Search code examples
pythonpython-3.6luigi

python luigi : requires() can not return Target objects


I'm really new to Luigi and I would like to set up luigi to execute my API calls.

I'm working with MockFiles since the json object that I retrieve through API are light and I want to avoid to use an external database.

This is my code :

import luigi 
from luigi import Task, run as runLuigi, mock as LuigiMock
import yaml

class getAllCountries(Task):
    task_complete = False

    def requires(self):
        return LuigiMock.MockFile("allCountries")

    def run(self):
        sync = Sync()
        # Get list of all countries
        countries = sync.getAllCountries()
        if(countries is None or len(countries) == 0):
            Logger.error("Sync terminated. The country array is null")

        object_to_send = yaml.dump(countries)

        _out = self.output().open('r')

________________________

According to the Luigi thread, why does the poster work with MockFiles?

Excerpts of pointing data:
________________________

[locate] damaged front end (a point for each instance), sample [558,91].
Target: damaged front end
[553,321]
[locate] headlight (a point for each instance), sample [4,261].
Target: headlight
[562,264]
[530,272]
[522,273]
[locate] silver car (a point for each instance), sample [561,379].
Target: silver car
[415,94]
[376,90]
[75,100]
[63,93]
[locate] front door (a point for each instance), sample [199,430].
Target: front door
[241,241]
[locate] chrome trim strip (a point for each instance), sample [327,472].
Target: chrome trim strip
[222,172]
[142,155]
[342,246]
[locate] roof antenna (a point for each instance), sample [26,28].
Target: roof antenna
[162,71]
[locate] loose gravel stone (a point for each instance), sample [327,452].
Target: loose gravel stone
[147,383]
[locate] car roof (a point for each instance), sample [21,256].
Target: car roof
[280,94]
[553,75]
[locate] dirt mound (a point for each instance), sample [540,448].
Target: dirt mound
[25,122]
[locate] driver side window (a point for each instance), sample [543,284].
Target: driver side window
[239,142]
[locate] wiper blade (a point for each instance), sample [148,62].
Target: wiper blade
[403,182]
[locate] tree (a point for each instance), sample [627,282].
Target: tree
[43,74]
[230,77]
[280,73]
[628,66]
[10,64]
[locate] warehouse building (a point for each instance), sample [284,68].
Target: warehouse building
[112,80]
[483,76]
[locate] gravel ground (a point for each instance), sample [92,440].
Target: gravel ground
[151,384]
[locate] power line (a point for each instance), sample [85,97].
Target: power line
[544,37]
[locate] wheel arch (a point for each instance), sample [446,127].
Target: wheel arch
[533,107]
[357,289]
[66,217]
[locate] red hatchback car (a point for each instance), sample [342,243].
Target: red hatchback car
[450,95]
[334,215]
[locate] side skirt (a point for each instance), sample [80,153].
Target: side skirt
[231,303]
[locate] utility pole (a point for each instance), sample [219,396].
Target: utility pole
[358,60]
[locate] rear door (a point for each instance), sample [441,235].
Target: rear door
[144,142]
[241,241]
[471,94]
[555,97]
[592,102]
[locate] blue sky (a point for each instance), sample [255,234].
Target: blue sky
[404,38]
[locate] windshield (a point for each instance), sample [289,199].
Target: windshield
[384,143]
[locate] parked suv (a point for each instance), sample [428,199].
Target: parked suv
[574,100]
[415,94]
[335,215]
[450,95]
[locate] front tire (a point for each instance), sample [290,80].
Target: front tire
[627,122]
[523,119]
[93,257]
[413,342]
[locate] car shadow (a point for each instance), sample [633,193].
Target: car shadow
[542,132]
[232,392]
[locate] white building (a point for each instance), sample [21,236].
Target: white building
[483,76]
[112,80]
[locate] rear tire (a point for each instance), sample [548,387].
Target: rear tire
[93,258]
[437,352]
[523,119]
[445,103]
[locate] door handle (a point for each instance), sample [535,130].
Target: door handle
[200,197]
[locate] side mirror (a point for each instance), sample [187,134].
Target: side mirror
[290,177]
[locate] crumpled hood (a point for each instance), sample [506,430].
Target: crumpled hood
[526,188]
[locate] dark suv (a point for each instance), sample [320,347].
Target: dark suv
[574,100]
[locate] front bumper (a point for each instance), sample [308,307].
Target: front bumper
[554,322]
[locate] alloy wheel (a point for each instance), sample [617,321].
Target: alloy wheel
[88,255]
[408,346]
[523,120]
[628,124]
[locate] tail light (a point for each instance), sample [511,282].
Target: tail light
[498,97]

________________________

__REPLY__
The JSON objects retrieved through the API are light, and the poster wants to avoid using an external database.